SHORT PROBLEM A
Summarize the R2_pred documentation in two sentences.
SHORT PROBLEM B
Write the next part of the R2_pred documentation, following on from its last line.

>> START TEXT PROVIDED

R/r2_pred.R

Defines functions R2_pred.pglmm.gaussian R2_pred.pglmm.glm R2_pred.binaryPGLMM R2_pred.gls R2_pred.phylolm R2_pred.glmerMod R2_pred.lmerMod R2_pred.glm R2_pred.lm R2_pred

Documented in R2_pred

#' Calculate R2_pred
#'
#' Calculate partial and total R2s for LMM, GLMM, PGLS, and PGLMM using R2_pred, an R2 based on the variance of the difference between the observed and predicted values of a fitted model.
#' 
#' @param mod A regression model with one of the following classes: 'lm', 'glm', 'lmerMod', 'glmerMod', 'phylolm', 'gls', 'pglmm', pglmm_compare', 'binaryPGLMM', or 'communityPGLMM'.
#' @param mod.r A reduced model; if not provided, the total R2 will be given by setting 'mod.r' to the model corresponding to 'mod' with the intercept as the only predictor.
#' @param phy The phylogeny for phylogenetic models (as a 'phylo' object), which must be specified for models of class `phylolm`.
#' @param gaussian.pred For models of classes `pglmm` and `pglmm_compare` when family = gaussian, which type of prediction to calculate.
#' @export
#'
#' @details  R2_pred works with classes 'lm', 'glm', 'lmerMod', 'glmerMod', 'phylolm', 'phyloglm', 'gls', 'pglmm', 'pglmm_compare', binaryPGLMM', and 'communityPGLMM' (family = gaussian and binomial).

>> END TEXT PROVIDED
>> START PROVIDED DATA

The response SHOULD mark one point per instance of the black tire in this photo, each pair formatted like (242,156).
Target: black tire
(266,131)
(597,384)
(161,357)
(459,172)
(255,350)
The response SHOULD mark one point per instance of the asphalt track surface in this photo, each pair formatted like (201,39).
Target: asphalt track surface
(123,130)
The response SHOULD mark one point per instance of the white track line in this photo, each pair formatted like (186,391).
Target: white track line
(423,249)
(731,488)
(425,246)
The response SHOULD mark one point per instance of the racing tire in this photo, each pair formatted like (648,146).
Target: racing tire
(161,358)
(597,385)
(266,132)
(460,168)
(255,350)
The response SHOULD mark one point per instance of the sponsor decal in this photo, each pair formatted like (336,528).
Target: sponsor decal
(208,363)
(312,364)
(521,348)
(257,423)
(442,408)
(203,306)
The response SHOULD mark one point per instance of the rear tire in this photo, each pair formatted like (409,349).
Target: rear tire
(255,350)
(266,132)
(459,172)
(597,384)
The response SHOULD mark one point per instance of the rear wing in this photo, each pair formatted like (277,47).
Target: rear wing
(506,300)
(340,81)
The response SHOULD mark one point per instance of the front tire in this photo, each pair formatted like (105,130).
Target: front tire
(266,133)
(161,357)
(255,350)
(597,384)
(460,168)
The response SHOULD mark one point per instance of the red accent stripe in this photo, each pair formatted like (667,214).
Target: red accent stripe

>> END PROVIDED DATA

WRITTEN ANSWER A
R2_pred calculates partial and total R2s for LMM, GLMM, PGLS, and PGLMM, using an R2 based on the variance of the difference between a fitted model's observed and predicted values. It takes a model of a supported class such as 'lm', 'glm', 'lmerMod', 'glmerMod', 'phylolm', 'gls', or 'pglmm'; an optional reduced model, which defaults to an intercept-only version of the model to give the total R2; a phylogeny, which is required for 'phylolm' models; and a prediction type for gaussian 'pglmm' and 'pglmm_compare' models.

WRITTEN ANSWER B
#' 
#' \strong{LMM (lmerMod), GLMM (glmerMod), PGLMM (pglmm, pglmm_compare, binaryPGLMM and communityPGLMM):}
#' 
#' \deqn{partial R2 = 1 - var(y - y.fitted.f)/var(y - y.fitted.r)}
#' 
#' where y are the observed data, and y.fitted.f and y.fitted.r are the fitted (predicted) values from the full and reduced models. For GLMMs and PGLMMs, the values of y.fitted are in the space of the raw data (as opposed to the 'Normal' or 'latent' space). When the reduced model 'mod.r' is not specified, the total R2 is computing using the reduced model with only the intercept.
#' 
#' For pglmm and pglmm_compare with gaussian models, the default method for computing predicted values is "nearest_node" to correspond to predicted values in lmer, although the method "tip_rm" can be specified to correspond to the analyses in Ives (2018).
#' 
#' Note that the version of \code{binaryPGLMM()} in the package ape is replaced by a version contained within {rr2} that outputs all of the required information for the calculation of R2_resid.
#' 
#' \strong{PGLS (phylolm and gls):}
#' 
#' For PGLS, the total R2_pred is computed by removing each datum one at a time, predicting its value from the fitted model, repeating this for all data points, and then calculating the variance of the difference between observed and fitted values. The predictions are calculated as
#' 
#' \deqn{res.predicted[j] = V[j, -j] solve(V[-j, -j]) res[-j]}
#' 
#' where res[-j] is a vector of residuals with datum j removed, V[-j,-j] is the phylogenetic covariance matrix with row and column j removed, and V[j, -j] is row j of covariance matrix V with element j removed. The partial R2_pred is calculated from the total R2_pred from full and reduced models as
#' 
#' \deqn{partial R2 = 1 - (1 - R2_pred.f)/(1 - R2_pred.r)}
#' 
#' Note that \code{phylolm()} can have difficulties in finding solutions when there is no phylogenetic signal; when the estimate indicates no phylogenetic signal, you should refit the model with the corresponding LM.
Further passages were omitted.